> **Task goal**:
Please copy the part of the records below that opens with the line containing "Task: point to each instance of the blue" and runs through the end of the records, substituting "lamppost" for "street lamp" and leaving everything else unchanged.

> **Records to process**:
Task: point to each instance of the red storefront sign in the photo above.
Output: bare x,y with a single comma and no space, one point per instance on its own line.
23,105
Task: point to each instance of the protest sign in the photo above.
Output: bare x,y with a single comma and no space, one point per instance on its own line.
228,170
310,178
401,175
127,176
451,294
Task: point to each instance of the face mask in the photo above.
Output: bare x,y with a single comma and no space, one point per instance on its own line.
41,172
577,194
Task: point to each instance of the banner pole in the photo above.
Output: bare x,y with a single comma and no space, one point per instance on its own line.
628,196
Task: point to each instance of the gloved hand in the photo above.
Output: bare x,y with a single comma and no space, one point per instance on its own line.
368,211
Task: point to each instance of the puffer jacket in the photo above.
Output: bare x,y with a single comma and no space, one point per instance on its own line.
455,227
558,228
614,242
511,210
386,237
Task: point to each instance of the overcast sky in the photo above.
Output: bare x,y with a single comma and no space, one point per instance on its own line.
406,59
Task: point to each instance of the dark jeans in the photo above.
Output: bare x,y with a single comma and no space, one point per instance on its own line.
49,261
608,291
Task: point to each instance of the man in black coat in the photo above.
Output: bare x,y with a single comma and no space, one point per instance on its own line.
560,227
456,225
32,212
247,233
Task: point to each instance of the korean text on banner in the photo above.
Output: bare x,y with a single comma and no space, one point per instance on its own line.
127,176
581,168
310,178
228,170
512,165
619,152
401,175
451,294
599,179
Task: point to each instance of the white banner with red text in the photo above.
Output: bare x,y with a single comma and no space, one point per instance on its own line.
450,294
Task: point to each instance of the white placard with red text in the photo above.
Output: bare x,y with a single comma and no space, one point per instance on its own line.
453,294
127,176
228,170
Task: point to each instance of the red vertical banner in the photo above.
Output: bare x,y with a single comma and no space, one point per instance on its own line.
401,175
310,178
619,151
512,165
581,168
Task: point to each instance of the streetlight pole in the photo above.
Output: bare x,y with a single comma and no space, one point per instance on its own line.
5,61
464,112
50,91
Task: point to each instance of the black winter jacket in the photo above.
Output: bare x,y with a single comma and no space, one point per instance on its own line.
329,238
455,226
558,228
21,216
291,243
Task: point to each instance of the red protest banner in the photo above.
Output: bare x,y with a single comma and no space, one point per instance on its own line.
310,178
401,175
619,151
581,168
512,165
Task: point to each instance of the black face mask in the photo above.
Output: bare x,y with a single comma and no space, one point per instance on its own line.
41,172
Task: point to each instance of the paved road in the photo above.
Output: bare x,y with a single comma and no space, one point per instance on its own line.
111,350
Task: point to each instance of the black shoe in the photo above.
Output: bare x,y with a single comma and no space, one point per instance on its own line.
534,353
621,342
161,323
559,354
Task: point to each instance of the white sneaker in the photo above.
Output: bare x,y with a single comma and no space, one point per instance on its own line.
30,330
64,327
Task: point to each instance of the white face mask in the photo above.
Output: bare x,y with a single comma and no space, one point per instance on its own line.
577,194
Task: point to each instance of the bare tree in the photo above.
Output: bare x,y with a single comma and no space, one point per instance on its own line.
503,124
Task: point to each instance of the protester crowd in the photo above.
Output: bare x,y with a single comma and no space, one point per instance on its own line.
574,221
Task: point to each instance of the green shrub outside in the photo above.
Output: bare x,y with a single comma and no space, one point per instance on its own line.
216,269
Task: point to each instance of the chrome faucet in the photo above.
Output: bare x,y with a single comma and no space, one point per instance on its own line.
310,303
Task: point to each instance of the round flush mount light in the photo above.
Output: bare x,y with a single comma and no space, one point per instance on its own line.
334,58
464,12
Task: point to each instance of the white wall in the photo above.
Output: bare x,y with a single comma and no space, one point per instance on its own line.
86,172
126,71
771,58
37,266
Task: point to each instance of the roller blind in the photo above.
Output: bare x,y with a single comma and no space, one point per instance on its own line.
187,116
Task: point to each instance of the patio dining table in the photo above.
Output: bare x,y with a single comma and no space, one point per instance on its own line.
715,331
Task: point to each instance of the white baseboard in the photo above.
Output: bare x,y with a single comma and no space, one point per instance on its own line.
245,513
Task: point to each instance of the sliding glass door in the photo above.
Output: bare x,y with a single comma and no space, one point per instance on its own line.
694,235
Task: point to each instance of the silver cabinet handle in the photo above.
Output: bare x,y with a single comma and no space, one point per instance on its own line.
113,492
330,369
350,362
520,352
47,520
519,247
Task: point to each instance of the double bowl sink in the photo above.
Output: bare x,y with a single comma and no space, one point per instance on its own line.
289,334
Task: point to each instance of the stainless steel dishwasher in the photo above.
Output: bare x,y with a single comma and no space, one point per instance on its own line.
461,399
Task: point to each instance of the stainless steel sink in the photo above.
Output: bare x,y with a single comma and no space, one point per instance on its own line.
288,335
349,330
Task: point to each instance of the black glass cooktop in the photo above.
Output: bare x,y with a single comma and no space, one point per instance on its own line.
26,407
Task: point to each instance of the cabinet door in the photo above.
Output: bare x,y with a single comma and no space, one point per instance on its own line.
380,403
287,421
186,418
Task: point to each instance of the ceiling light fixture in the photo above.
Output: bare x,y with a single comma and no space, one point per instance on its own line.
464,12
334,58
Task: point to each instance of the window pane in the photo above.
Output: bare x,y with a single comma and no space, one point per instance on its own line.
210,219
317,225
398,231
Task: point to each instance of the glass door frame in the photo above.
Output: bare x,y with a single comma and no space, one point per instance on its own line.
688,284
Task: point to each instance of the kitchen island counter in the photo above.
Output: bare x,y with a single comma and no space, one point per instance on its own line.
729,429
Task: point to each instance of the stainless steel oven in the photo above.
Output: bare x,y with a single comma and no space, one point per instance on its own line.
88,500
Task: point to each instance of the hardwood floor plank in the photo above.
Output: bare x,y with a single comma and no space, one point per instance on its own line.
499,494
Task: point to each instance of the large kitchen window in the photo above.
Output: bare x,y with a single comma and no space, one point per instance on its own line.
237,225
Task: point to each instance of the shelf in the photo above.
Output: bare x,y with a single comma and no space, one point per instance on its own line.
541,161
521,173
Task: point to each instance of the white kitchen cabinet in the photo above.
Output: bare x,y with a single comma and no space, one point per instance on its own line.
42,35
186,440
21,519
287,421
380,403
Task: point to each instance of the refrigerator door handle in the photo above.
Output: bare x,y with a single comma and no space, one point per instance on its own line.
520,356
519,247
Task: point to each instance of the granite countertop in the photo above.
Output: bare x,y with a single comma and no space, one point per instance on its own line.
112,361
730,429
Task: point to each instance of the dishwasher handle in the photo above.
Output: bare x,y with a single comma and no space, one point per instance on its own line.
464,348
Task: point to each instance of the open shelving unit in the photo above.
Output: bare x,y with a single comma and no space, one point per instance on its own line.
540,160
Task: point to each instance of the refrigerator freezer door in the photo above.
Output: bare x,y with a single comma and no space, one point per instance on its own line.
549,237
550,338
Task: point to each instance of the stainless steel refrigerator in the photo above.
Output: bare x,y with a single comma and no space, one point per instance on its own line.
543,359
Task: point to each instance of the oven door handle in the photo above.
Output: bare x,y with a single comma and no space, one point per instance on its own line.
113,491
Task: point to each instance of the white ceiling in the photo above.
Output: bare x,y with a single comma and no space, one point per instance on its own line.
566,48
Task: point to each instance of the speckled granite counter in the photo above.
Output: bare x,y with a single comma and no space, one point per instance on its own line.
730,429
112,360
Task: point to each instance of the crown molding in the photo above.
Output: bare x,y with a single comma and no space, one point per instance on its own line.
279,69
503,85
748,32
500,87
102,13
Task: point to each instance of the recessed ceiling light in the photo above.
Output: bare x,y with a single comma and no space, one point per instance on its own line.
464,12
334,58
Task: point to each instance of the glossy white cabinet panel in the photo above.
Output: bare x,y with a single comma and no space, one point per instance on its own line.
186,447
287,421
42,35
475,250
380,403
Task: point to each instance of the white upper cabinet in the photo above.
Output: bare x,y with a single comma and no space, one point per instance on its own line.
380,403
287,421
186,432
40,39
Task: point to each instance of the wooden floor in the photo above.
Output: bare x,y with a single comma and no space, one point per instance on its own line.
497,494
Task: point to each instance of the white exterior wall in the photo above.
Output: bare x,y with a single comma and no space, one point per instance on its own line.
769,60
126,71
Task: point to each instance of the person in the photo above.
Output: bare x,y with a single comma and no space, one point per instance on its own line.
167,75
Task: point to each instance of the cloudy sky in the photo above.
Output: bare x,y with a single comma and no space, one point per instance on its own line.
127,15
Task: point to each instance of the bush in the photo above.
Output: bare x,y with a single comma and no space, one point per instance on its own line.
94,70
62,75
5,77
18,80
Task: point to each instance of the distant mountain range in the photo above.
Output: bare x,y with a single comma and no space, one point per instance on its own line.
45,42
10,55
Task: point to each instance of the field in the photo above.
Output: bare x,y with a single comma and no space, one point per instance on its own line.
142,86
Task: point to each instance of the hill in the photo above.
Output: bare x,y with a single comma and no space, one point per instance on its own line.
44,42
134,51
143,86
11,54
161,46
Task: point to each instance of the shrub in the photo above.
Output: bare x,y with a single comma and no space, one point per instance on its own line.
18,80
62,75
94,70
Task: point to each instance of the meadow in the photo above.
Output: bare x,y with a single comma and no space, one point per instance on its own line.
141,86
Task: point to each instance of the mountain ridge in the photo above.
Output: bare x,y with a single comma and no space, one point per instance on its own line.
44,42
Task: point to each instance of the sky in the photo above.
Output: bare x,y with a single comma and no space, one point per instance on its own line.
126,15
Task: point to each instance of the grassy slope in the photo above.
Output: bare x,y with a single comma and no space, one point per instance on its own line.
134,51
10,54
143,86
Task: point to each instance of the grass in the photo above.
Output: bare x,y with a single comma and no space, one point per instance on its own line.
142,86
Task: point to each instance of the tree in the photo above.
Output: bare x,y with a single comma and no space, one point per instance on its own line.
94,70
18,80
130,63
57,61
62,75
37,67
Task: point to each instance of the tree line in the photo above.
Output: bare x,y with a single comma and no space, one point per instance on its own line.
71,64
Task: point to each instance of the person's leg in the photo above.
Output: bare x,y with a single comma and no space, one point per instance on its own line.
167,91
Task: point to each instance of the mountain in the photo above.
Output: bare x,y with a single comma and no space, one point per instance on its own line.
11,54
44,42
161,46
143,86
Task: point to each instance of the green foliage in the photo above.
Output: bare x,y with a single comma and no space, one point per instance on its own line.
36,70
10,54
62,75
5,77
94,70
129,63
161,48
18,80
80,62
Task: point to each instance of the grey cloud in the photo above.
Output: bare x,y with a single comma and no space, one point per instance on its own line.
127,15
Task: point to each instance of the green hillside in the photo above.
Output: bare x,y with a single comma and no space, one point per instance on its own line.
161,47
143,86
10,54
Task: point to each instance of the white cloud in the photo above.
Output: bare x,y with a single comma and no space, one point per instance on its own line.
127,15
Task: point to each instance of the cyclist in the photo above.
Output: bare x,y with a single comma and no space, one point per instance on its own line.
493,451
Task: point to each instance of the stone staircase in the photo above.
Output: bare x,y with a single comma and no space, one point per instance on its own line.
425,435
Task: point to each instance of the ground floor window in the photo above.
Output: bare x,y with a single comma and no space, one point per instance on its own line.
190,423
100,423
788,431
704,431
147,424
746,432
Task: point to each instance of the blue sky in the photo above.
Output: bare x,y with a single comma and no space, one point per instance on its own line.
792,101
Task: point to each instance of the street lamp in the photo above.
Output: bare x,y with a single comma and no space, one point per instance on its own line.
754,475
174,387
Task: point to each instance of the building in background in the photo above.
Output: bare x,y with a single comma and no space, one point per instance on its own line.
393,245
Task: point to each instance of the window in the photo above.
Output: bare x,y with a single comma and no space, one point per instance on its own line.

> **Result**:
Task: point to each instance of the blue sky in the photo above.
Output: bare x,y with a single comma and no space, one point per instance on its own line.
792,101
Task: point to each instance of the lamppost in the photo above.
Output: bare x,y with a single comma and no space, one point per instance on its own line.
754,475
174,387
Task: point to each instance of the building in background in the photo above.
Output: bare x,y with a single comma and no space, one point per instance on its own line.
393,245
Task: point to each instance of the window in the photo above.
Output: bare x,y with a single comma and no space, one point per instance on its own line.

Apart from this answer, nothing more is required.